** Short problem **
Can you render every one of the rows below as a numbered list, skipping any blank lines and leaving the pictures out?

# Start of Input

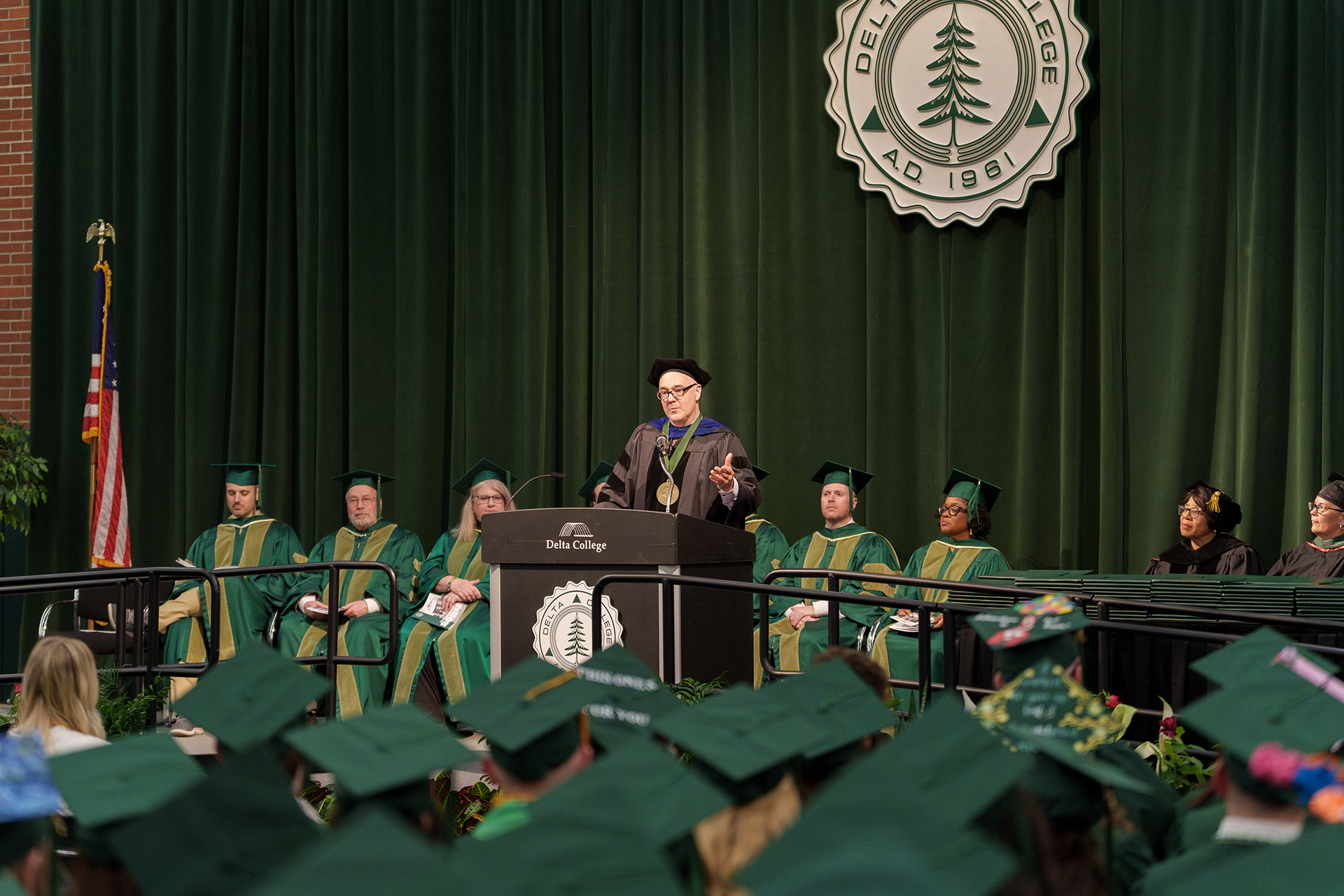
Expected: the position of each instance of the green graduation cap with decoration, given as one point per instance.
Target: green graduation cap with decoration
(253, 697)
(597, 477)
(972, 489)
(483, 470)
(531, 716)
(847, 476)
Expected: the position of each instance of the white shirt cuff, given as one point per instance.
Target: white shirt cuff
(729, 498)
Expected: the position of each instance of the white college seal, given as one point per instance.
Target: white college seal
(955, 108)
(562, 634)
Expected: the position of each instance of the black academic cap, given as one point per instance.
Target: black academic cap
(974, 489)
(363, 477)
(242, 473)
(848, 476)
(252, 697)
(484, 469)
(685, 365)
(597, 477)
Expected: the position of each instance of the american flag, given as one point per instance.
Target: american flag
(102, 421)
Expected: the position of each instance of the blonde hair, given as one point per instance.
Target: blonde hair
(465, 530)
(59, 688)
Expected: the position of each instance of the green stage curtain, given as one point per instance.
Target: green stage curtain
(405, 235)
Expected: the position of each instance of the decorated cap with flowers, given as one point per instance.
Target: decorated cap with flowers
(1032, 631)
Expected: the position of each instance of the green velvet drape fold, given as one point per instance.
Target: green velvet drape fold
(405, 235)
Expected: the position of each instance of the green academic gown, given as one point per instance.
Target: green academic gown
(898, 652)
(850, 547)
(461, 653)
(356, 687)
(246, 603)
(771, 548)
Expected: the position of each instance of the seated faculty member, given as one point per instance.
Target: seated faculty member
(711, 475)
(249, 538)
(799, 628)
(960, 552)
(447, 643)
(362, 597)
(1206, 517)
(1323, 556)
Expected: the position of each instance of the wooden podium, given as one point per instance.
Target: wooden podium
(543, 566)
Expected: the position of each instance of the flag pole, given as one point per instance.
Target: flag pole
(104, 232)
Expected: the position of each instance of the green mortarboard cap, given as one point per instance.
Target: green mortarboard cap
(843, 703)
(484, 469)
(530, 715)
(741, 732)
(944, 770)
(1310, 864)
(124, 780)
(252, 697)
(974, 492)
(1043, 701)
(1261, 703)
(847, 476)
(242, 473)
(644, 782)
(603, 855)
(362, 477)
(26, 786)
(596, 479)
(381, 750)
(1030, 621)
(370, 852)
(632, 696)
(1254, 650)
(685, 365)
(237, 825)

# End of Input

** Response **
1. Expected: the position of each instance of the green graduation cap with decoration, given as one point per instance.
2. Target: green graduation cap with decoration
3. (253, 697)
4. (597, 477)
5. (972, 489)
6. (483, 470)
7. (531, 716)
8. (847, 476)
9. Expected: the position of each instance of the white shirt cuff, given as one point per instance.
10. Target: white shirt cuff
11. (729, 498)
12. Expected: the position of each instance of the white college seal, given as one point per instance.
13. Target: white college seal
14. (955, 108)
15. (562, 634)
16. Expected: the position of each instance of the black academic cap, given as one point per instance.
17. Target: black academic cap
18. (974, 489)
19. (363, 477)
20. (242, 473)
21. (848, 476)
22. (252, 697)
23. (484, 469)
24. (685, 365)
25. (597, 477)
26. Expected: the position of each instance of the american flag, given as one point per instance.
27. Target: american flag
28. (102, 421)
29. Expected: the position of each instance of the blonde hair, given as one point per instance.
30. Target: blonde hair
31. (465, 530)
32. (59, 688)
33. Expected: the position of each instance of the green stage curtain, given as one point per instance.
34. Target: green stage curtain
35. (405, 235)
36. Expected: the position of each instance of the decorated cap with flowers, given as one point per instance.
37. Target: decorated cap with flowers
38. (1032, 631)
39. Expected: the position of each instance of the green velvet drape fold, given as one point per instance.
40. Target: green velvet drape fold
41. (405, 235)
42. Expected: the position of each instance of the green academic gown, given as one point per instance.
43. Target: green academic gown
44. (898, 652)
45. (850, 547)
46. (461, 653)
47. (356, 687)
48. (246, 603)
49. (771, 548)
50. Expected: the position of each instance of the seated faculty member, given as one point per instance.
51. Target: seated faculty member
52. (711, 475)
53. (249, 538)
54. (799, 628)
55. (960, 552)
56. (447, 643)
57. (362, 597)
58. (1206, 517)
59. (1323, 556)
60. Expected: the position of each instance of the wooden podium, given as one point per instance.
61. Target: wooden podium
62. (543, 566)
63. Expected: the position of each instance of the flag pole, given as one point per instance.
64. Target: flag pole
65. (104, 232)
66. Expected: the position of each instance of the green mortarboard cap, given as one point per instance.
67. Target: green mortarboard cap
68. (843, 703)
69. (484, 469)
70. (530, 715)
71. (741, 732)
72. (944, 770)
73. (1310, 864)
74. (124, 780)
75. (252, 697)
76. (974, 492)
77. (1043, 701)
78. (1261, 703)
79. (847, 476)
80. (242, 473)
81. (644, 782)
82. (603, 855)
83. (362, 477)
84. (26, 786)
85. (596, 479)
86. (381, 750)
87. (1030, 621)
88. (370, 852)
89. (632, 696)
90. (1254, 650)
91. (685, 365)
92. (237, 825)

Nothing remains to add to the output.